Exercise brief →
Reproduce the lines starting at the one containing "trace paved road, every instance" and ending at the one containing "Outlines of the paved", renaming "paved road" to "asphalt road" throughout and keeping everything else unchanged.

Excerpts of annotation records

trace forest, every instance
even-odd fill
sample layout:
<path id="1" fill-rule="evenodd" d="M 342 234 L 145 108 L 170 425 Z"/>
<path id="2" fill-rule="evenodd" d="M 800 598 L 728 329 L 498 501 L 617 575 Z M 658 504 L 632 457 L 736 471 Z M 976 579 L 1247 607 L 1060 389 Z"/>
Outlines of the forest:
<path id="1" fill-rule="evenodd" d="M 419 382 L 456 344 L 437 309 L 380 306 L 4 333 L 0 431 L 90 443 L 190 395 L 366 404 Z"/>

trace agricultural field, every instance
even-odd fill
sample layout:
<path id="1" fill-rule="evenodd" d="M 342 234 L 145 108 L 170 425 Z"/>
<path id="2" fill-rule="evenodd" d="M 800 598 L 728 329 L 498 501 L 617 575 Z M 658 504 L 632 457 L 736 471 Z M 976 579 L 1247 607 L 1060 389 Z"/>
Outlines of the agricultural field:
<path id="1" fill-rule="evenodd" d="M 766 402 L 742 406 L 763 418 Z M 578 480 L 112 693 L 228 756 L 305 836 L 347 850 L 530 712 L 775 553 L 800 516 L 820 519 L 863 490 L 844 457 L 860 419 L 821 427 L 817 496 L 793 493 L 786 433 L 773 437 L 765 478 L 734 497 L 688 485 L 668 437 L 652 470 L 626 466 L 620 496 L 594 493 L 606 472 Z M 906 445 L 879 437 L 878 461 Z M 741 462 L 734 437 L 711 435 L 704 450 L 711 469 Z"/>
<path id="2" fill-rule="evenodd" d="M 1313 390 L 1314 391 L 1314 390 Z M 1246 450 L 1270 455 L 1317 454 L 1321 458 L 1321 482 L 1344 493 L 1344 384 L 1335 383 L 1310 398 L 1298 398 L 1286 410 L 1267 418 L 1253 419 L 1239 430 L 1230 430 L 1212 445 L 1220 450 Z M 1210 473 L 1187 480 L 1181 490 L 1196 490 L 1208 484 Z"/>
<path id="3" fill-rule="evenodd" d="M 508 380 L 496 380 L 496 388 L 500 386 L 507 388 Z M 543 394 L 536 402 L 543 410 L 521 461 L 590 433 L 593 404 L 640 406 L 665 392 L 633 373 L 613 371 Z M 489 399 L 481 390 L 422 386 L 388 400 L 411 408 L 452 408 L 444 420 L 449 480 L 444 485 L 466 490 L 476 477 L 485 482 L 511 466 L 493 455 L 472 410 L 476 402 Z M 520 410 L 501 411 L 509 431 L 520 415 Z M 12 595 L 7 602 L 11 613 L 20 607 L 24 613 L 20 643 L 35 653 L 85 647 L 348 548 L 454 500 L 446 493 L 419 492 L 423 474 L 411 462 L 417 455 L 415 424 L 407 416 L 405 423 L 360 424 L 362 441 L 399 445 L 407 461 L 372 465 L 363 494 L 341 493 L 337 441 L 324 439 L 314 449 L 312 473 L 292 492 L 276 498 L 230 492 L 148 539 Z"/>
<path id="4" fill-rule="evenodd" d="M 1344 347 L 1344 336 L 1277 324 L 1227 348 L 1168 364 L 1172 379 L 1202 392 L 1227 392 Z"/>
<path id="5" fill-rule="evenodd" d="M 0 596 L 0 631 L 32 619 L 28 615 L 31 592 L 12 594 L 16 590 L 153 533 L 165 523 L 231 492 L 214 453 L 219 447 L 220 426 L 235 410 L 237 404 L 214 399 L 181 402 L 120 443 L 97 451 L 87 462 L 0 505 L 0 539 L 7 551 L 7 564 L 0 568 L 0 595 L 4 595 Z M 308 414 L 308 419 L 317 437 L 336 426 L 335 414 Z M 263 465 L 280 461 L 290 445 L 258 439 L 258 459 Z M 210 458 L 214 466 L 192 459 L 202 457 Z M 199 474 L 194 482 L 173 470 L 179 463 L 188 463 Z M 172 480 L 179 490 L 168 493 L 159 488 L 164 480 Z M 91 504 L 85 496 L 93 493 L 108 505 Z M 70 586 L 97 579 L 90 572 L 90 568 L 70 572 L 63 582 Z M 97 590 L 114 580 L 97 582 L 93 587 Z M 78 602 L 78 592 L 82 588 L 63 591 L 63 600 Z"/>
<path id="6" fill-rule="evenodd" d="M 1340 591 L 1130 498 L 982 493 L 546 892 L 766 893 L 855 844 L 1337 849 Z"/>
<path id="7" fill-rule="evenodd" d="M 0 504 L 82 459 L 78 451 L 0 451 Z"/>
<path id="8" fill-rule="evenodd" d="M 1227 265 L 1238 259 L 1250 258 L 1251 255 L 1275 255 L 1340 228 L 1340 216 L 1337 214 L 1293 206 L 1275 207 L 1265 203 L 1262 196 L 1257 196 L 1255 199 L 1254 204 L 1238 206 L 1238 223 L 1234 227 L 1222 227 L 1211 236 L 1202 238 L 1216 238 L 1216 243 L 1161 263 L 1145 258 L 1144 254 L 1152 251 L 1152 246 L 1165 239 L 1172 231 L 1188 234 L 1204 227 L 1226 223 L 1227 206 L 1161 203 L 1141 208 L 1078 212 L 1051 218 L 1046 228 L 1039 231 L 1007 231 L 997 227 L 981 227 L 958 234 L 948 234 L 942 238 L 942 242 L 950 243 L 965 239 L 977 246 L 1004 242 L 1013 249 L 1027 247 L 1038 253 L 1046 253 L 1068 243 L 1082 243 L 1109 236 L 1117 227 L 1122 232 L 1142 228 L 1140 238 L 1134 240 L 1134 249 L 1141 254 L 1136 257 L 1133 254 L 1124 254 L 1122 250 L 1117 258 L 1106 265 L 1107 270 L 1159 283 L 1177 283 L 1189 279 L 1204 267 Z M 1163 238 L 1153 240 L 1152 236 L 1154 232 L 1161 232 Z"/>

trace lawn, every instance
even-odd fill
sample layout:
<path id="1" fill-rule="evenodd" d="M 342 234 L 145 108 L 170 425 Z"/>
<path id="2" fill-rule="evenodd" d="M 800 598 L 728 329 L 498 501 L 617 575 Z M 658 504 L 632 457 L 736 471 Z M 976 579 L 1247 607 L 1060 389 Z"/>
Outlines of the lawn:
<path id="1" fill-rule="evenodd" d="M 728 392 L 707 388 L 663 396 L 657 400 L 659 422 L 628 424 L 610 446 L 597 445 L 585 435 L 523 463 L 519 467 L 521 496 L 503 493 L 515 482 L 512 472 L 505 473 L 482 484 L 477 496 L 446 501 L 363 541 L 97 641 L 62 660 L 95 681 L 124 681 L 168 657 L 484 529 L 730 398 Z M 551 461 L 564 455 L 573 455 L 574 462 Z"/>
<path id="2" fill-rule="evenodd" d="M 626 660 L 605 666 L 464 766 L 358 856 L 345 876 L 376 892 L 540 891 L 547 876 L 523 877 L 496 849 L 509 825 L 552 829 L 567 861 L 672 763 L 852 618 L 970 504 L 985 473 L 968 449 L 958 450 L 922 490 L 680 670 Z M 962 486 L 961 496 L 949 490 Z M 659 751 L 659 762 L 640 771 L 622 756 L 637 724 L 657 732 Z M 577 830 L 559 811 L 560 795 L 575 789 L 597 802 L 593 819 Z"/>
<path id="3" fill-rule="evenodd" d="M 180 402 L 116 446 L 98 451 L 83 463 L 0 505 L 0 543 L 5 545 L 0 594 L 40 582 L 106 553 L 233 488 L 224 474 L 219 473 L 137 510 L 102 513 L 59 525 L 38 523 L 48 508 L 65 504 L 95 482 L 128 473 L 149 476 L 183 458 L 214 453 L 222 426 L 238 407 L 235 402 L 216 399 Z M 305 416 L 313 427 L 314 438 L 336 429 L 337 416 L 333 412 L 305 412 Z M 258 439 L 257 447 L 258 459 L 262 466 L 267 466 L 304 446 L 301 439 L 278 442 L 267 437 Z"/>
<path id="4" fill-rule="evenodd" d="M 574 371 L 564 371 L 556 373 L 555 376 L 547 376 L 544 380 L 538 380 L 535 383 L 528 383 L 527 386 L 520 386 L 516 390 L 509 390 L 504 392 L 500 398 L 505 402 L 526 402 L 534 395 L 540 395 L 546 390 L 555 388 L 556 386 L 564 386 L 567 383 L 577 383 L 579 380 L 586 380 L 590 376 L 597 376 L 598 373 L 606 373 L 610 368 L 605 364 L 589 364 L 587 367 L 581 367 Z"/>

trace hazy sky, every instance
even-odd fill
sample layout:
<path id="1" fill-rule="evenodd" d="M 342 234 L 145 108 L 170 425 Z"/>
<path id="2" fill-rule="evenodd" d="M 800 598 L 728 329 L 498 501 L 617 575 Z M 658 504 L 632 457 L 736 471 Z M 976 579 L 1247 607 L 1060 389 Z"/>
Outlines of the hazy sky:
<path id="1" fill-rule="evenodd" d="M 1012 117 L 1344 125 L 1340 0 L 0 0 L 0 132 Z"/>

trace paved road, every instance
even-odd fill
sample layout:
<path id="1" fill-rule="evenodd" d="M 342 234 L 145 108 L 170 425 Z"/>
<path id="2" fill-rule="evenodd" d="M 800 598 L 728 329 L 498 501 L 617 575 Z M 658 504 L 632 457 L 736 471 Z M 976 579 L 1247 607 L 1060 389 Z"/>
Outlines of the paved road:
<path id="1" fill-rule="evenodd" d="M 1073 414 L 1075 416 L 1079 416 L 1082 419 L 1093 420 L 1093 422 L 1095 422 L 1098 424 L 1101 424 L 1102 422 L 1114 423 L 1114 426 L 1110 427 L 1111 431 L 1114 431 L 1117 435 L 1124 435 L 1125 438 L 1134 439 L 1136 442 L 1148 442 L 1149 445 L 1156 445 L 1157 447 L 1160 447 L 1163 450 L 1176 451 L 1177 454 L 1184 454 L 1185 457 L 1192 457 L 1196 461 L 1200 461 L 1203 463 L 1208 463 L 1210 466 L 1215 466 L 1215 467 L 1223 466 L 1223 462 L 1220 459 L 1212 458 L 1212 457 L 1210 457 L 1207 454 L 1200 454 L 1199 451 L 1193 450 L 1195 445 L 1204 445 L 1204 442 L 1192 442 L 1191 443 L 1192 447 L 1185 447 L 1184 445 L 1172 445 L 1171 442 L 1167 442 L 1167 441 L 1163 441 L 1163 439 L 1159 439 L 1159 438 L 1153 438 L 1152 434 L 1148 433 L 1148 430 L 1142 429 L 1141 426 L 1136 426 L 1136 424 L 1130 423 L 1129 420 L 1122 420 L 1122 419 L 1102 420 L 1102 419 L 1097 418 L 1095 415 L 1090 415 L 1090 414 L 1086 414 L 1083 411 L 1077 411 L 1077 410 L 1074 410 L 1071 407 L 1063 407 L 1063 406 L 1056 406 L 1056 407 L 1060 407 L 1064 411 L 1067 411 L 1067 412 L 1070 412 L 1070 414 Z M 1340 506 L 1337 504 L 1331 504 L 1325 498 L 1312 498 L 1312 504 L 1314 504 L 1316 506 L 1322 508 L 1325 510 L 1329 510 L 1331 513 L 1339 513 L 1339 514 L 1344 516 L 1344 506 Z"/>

Finished task →
trace asphalt road, every instance
even-odd fill
sample layout:
<path id="1" fill-rule="evenodd" d="M 342 234 L 145 108 L 170 425 Z"/>
<path id="2" fill-rule="evenodd" d="M 800 598 L 728 329 L 498 501 L 617 575 Z M 658 504 L 632 457 L 736 471 Z M 976 579 L 1247 607 L 1060 389 Z"/>
Outlines of the asphalt road:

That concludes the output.